Text section »
↓
What Works to Close the Gap
Food fortification, adding nutrients to staple foods like flour, salt, or cooking oil during manufacturing, is the most effective large-scale strategy. Population-wide fortification programs have been associated with a 34% reduction in anemia, a 74% reduction in goiter (the hallmark of iodine deficiency), and a 41% reduction in neural tube defects. In one well-documented program, iron deficiency in children dropped from 27% to 7%, and anemia fell from 19% to 4%.
For individuals, the practical takeaway depends on your risk profile. If you menstruate, are pregnant, eat a largely plant-based diet, or live in a region where fortification programs are limited, your risk of iron deficiency is elevated. Pairing iron-rich foods with vitamin C significantly improves absorption, while avoiding tea or coffee with meals can help. For vitamin D, regular sun exposure or supplementation is often the only reliable approach, since very few foods contain meaningful amounts. Zinc is best obtained from meat, shellfish, legumes, and seeds.
More than one in two young children worldwide are deficient in iron, zinc, or vitamin A, and the deficiencies frequently overlap. A child who lacks one micronutrient often lacks several, compounding the damage to growth, immunity, and cognitive development in ways that a single supplement cannot fully address. This is why public health strategies increasingly focus on dietary diversity and multi-nutrient fortification rather than targeting one deficiency at a time.
↑
Data supplied »
↓
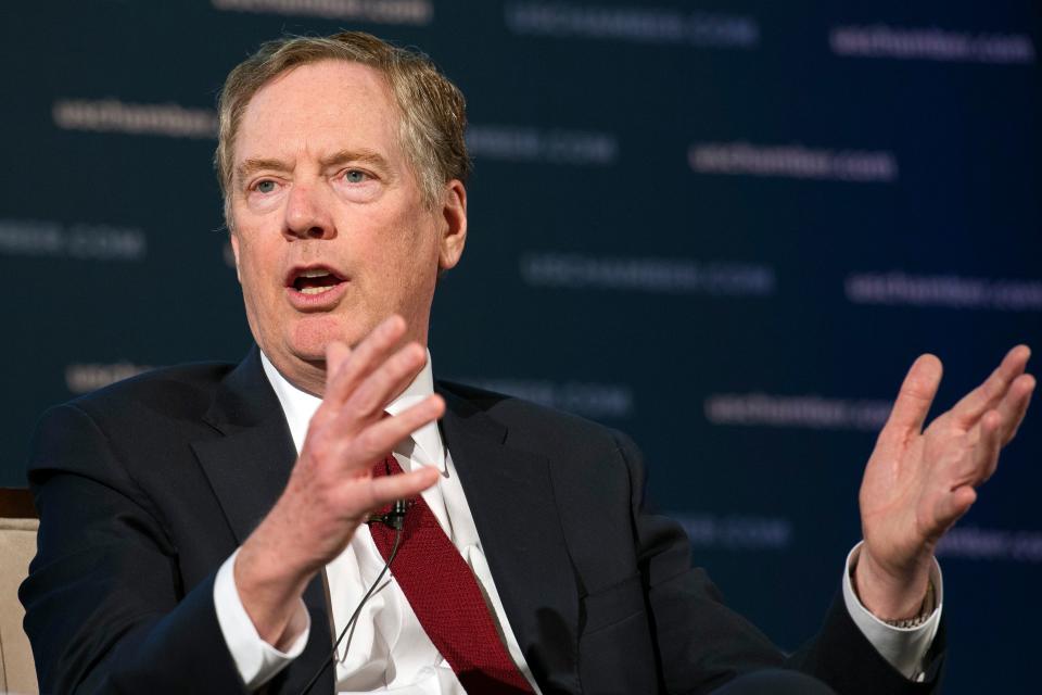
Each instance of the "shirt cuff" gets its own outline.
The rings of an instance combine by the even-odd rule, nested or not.
[[[239,597],[234,577],[238,555],[237,549],[217,570],[217,578],[214,581],[214,607],[217,611],[217,623],[220,626],[220,632],[225,636],[228,650],[231,652],[239,675],[242,677],[246,690],[252,691],[267,683],[304,652],[307,635],[312,629],[312,617],[304,602],[297,599],[298,612],[292,622],[303,624],[304,629],[290,645],[290,649],[281,652],[265,642],[257,634],[257,629]]]
[[[847,611],[865,639],[890,666],[910,680],[922,681],[923,659],[933,644],[933,637],[937,636],[937,630],[941,624],[941,606],[944,603],[941,568],[935,558],[933,566],[930,568],[930,581],[933,583],[937,607],[930,617],[923,624],[914,628],[895,628],[872,615],[854,592],[851,573],[857,565],[863,544],[864,541],[855,545],[847,556],[847,569],[843,572],[843,603],[847,604]]]

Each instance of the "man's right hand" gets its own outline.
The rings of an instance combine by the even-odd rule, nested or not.
[[[304,626],[298,598],[322,567],[351,542],[366,516],[433,485],[432,467],[372,477],[372,466],[445,410],[431,395],[386,417],[384,407],[420,372],[427,351],[398,349],[406,325],[392,316],[354,350],[327,350],[326,393],[307,428],[301,455],[279,501],[236,558],[240,599],[260,637],[285,648]]]

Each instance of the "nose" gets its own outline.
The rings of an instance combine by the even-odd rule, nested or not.
[[[330,206],[320,186],[294,184],[285,206],[283,235],[293,239],[332,239],[336,235]]]

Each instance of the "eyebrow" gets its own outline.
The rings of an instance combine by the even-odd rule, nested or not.
[[[371,164],[377,166],[384,172],[390,170],[390,165],[385,156],[373,150],[351,150],[344,149],[339,152],[334,152],[328,156],[319,160],[319,165],[323,168],[331,168],[340,164],[346,164],[347,162],[365,162],[366,164]],[[275,159],[265,159],[265,157],[251,157],[245,160],[236,167],[236,180],[241,181],[242,179],[249,177],[254,172],[259,172],[262,169],[271,169],[275,172],[289,172],[292,167],[289,163],[283,162],[282,160]]]

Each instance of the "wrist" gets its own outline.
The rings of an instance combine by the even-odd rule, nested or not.
[[[259,529],[258,529],[259,530]],[[298,632],[301,596],[314,571],[294,569],[285,558],[266,552],[256,533],[243,543],[232,566],[239,599],[262,640],[276,648]]]
[[[851,568],[854,592],[875,617],[901,627],[920,618],[927,609],[930,563],[931,558],[928,557],[922,563],[914,563],[906,570],[894,571],[876,560],[863,546]]]

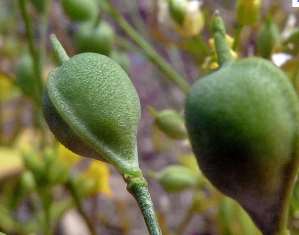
↑
Work instructions »
Answer these questions using the text on closing the nutrient gap:
1. By what percentage have population-wide fortification programs been associated with reducing goiter?
2. What does the text call often the only reliable approach for getting vitamin D?
3. What share of young children worldwide are deficient in iron, zinc, or vitamin A?

Response »
1. By 74%.
2. Regular sun exposure or supplementation.
3. More than one in two.